EXERCISE OBJECTIVE ▸ Count the lines in the rows below that contain the word "ground", and reply with that number alone.

MATERIAL SUPPLIED ▸

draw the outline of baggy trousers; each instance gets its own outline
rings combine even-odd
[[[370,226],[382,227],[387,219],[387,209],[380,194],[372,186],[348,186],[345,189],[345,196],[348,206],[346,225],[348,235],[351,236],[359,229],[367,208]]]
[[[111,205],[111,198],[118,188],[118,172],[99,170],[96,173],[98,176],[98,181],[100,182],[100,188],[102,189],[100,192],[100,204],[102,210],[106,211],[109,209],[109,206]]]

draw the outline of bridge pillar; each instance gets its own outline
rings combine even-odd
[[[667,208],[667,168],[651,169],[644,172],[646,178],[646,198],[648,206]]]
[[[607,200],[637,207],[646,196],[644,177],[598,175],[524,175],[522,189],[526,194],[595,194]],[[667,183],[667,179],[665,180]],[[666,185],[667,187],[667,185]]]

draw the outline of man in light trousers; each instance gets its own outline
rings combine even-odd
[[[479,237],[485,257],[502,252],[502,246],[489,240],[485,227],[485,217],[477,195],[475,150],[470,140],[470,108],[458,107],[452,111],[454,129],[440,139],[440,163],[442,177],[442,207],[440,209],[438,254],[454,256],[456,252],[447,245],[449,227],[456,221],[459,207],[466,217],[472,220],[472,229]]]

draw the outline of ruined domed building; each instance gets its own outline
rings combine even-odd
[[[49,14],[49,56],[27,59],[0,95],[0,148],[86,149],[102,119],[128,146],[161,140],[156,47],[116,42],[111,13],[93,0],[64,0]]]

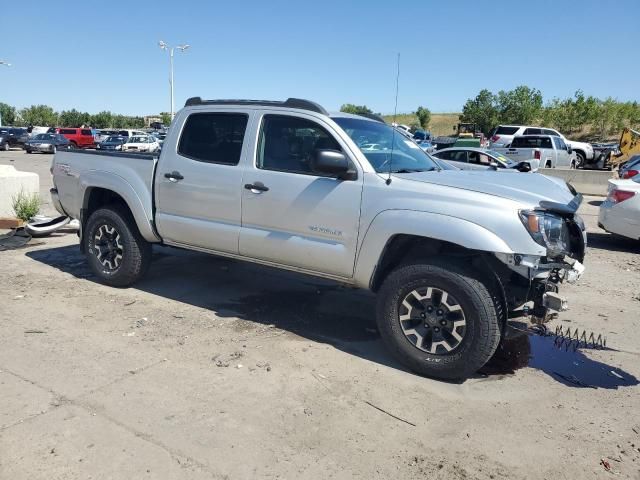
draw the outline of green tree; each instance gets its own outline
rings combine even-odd
[[[60,112],[59,122],[61,127],[81,127],[88,125],[91,122],[91,117],[88,113],[79,112],[75,108],[71,110],[63,110]]]
[[[55,127],[58,114],[48,105],[31,105],[20,110],[22,124],[26,126]]]
[[[427,130],[427,128],[429,128],[429,123],[431,122],[431,111],[426,107],[418,107],[418,110],[416,110],[416,117],[418,117],[420,126],[424,130]]]
[[[162,124],[167,127],[169,125],[171,125],[171,115],[167,112],[160,112],[160,118],[162,121]]]
[[[14,125],[16,123],[16,120],[18,120],[15,107],[0,102],[0,120],[0,126]]]
[[[113,115],[109,111],[102,111],[91,115],[91,126],[94,128],[110,128],[113,127]]]
[[[126,128],[127,118],[124,115],[114,115],[112,125],[113,128]]]
[[[542,93],[526,85],[499,91],[497,102],[501,123],[528,125],[542,113]]]
[[[366,105],[354,105],[353,103],[345,103],[340,107],[341,112],[353,113],[355,115],[362,115],[363,113],[373,113],[373,111]]]
[[[468,99],[462,107],[460,121],[478,125],[486,134],[501,120],[498,114],[496,96],[487,89],[480,90],[474,99]]]

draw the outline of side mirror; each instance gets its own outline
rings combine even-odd
[[[311,168],[314,172],[341,180],[353,179],[349,167],[349,160],[345,154],[337,150],[316,150],[311,160]]]

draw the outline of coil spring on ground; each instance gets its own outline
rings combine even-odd
[[[586,330],[580,331],[576,328],[573,332],[571,331],[571,327],[567,327],[566,330],[562,328],[562,325],[558,325],[555,331],[555,341],[554,343],[558,348],[565,348],[566,350],[572,349],[574,351],[579,348],[592,348],[592,349],[603,349],[607,348],[607,337],[604,337],[602,334],[596,335],[593,332],[590,332],[587,335]]]
[[[530,330],[542,335],[543,337],[555,337],[553,340],[554,345],[559,349],[565,349],[566,351],[573,350],[574,352],[579,348],[588,348],[594,350],[600,350],[607,348],[607,337],[602,334],[590,332],[587,335],[586,330],[580,330],[576,328],[571,330],[571,327],[566,329],[562,328],[562,325],[556,326],[555,332],[550,332],[545,325],[533,325]]]

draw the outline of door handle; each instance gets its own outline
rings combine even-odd
[[[180,175],[180,172],[173,171],[171,173],[167,172],[164,174],[164,178],[168,178],[171,182],[177,182],[178,180],[182,180],[184,177]]]
[[[269,191],[269,187],[265,187],[261,182],[247,183],[244,188],[251,190],[253,193],[261,193]]]

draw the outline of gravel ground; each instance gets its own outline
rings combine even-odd
[[[46,200],[50,161],[0,152]],[[0,478],[638,479],[640,248],[598,201],[551,328],[609,350],[511,332],[459,384],[393,361],[366,292],[167,248],[113,289],[72,233],[0,252]]]

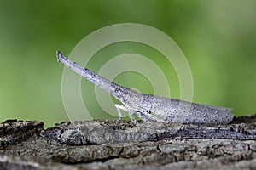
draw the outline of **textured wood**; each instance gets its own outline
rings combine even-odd
[[[9,121],[0,124],[0,169],[255,169],[255,126],[256,115],[221,126],[97,120],[45,130]]]

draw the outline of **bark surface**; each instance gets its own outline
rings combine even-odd
[[[228,125],[0,124],[0,169],[256,169],[256,115]]]

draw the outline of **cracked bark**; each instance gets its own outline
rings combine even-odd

EXERCISE RESULT ▸ 2